Given exercise 1:
In the prayer, how many children and adults in Yemen do aid agencies class as suffering severe malnutrition?

Quoted text:
[start]

Note from this week’s writer: Many of us in the U.S. can’t get the images out of our minds of the disastrous flash flood in Texas this week. We hold those images before us as we pray for all all facing disasters throughout the world.
Read Psalm 46:1-7.
O Lord, hear my prayer; O Lord, hear my prayer. When I cry, answer me.
O Lord, hear my prayer; O Lord, hear my prayer. Come, and listen to me. ~ Taizé
Dear God, Creator of All of Us, Our Comforter Who Loves Us All,
We make our dwelling places in almost every little pocket of the Earth, where we hope to find a secure place to live in safety for our families, enough water to drink and food to sustain us, a good rhythm of work and rest, friends and neighbors to live alongside as we grow together, and beauty to lift and console our spirits. In every part of the world where we make our homes, we, your creatures, pray for the presence of these gifts in our lives.
Yet often we find ourselves lamenting the sorrows of the world. We feel our hearts breaking and tears rushing down our cheeks, and through our bodies, it seems, like floodwaters. Because you created us all in your image, God, our neighbors’ sorrows are our sorrows.
O Lord, hear my prayer; O Lord, hear my prayer. When I cry, answer me.
O Lord, hear my prayer; O Lord, hear my prayer. Come, and listen to me.
We pray for the daily death toll in Gaza as children and their parents try to collect scarce food aid. Yesterday another 8 children and 7 adults died in attacks while doing this. In Yemen, almost 17 million children and adults, threatened with loss of access to food aid due to reductions in donations, are classed by Aid agencies as suffering severe malnutrition. Parents go without food so their children can eat what little they can get. The parents’ health is suffering.

[end]

Given exercise 2:
Tally the lines in the entries below that contain the word "dark", and reply with the number alone.

Data for this task:

[start]

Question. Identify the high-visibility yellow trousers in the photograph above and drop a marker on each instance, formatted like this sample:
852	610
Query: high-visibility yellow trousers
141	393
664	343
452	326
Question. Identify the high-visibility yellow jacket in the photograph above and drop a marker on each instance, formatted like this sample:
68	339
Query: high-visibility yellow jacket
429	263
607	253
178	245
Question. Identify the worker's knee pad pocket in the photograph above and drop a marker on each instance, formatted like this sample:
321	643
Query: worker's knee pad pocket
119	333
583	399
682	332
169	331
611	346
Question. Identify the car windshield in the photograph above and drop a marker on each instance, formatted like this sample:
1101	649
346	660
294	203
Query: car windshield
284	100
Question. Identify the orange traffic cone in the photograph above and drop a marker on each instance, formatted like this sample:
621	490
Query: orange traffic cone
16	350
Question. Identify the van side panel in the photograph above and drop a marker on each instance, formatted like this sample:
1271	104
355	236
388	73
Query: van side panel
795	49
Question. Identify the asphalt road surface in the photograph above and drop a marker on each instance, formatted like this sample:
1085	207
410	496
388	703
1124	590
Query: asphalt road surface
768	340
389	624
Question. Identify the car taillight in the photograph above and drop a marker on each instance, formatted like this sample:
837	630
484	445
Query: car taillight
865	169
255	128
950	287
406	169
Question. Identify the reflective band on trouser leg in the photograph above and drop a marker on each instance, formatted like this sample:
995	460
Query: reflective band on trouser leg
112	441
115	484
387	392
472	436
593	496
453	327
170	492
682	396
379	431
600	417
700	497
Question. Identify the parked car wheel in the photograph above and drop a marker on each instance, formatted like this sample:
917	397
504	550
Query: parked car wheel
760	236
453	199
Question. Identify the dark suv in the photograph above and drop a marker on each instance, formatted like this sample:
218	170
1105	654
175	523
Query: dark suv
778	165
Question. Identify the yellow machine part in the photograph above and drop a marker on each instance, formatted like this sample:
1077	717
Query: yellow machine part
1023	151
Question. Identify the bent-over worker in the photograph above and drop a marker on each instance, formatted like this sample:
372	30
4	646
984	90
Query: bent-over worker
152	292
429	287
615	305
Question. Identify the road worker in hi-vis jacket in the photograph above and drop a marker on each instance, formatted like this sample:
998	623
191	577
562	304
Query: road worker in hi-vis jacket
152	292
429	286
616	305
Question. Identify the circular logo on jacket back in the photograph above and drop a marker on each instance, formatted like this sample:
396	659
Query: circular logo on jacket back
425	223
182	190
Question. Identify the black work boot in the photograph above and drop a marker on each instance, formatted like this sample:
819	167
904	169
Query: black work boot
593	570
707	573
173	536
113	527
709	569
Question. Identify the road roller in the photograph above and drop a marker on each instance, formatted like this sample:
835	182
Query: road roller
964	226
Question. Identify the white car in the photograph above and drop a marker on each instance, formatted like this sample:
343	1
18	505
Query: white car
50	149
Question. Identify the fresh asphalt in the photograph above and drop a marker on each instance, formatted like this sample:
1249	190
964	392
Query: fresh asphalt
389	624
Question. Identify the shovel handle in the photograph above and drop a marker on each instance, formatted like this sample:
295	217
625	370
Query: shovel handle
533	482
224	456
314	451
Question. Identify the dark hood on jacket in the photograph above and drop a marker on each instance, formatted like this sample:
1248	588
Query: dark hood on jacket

[end]

Problem solution 1:
Almost 17 million children and adults.

Problem solution 2:
4